Written problem :: Shift the point coordinates by adding 61 to every x and y value. Rewrite every line in the stretch of items below, from the line containing "Target: crack in pavement" through the end of the items, with only those numbers changed.

Records for this exercise ::
....

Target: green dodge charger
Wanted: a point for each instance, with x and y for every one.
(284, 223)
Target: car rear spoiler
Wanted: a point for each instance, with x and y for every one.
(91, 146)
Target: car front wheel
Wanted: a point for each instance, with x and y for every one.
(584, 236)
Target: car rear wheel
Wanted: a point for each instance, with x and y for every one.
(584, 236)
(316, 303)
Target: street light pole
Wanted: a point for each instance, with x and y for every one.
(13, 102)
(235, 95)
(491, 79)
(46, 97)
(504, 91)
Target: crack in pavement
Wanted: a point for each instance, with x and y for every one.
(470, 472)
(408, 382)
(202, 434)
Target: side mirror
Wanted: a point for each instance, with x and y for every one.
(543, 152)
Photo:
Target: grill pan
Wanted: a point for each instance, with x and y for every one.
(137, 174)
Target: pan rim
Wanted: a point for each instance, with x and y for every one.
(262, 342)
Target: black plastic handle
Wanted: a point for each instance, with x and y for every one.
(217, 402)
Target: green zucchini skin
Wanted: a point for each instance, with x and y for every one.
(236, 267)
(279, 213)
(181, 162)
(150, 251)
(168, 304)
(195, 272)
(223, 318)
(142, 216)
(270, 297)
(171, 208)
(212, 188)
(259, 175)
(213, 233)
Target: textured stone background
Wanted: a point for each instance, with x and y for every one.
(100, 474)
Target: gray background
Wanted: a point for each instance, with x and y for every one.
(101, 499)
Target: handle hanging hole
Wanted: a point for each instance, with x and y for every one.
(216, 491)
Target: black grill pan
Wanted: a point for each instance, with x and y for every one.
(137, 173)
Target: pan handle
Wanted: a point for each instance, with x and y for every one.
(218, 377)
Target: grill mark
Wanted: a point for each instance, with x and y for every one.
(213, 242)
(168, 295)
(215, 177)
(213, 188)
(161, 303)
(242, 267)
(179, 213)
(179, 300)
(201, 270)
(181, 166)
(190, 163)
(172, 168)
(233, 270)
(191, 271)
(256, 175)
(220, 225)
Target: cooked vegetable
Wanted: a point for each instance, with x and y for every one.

....

Written answer ::
Target: crack in pavement
Wanted: a point for each instance, with x and y for every one.
(531, 533)
(469, 443)
(263, 495)
Target: side mirror
Wanted: a point for each instance, with x and y for every one.
(604, 213)
Photo:
Target: grill pan
Wanted: a point for each instance, with x and y for every one.
(198, 235)
Target: pan rim
Wanted: a point for each instance, with x and y for every one.
(323, 403)
Target: black plastic handle
Wanted: a point for each instance, with x and y for every one.
(278, 463)
Target: green zucchini skin
Wanted: a point for each instance, with x and y for every one.
(297, 328)
(340, 274)
(242, 223)
(211, 312)
(229, 365)
(256, 333)
(284, 379)
(203, 277)
(331, 358)
(232, 269)
(273, 249)
(320, 236)
(274, 294)
Target: textured stone background
Wanted: a point for each instance, with x and y for every one.
(161, 535)
Target: gray background
Wanted: a point for each instance, with x and y for every one.
(162, 560)
Target: handle hanging hole
Wanted: a point for each instance, with x and y for every one.
(277, 552)
Target: black grill pan
Wanted: a point for each instance, with x and y for every one.
(198, 234)
Target: pan handle
Wanted: a point for each instance, with x and y for every one.
(279, 438)
Target: grill mark
Wanted: a point for each instance, with x and y for every one.
(274, 303)
(229, 356)
(276, 238)
(274, 249)
(222, 364)
(303, 328)
(240, 274)
(240, 361)
(262, 331)
(242, 227)
(251, 224)
(233, 229)
(294, 331)
(252, 332)
(317, 236)
(281, 286)
Target: cooked vegetable
Wanted: a point for each instance, with x and y for every one.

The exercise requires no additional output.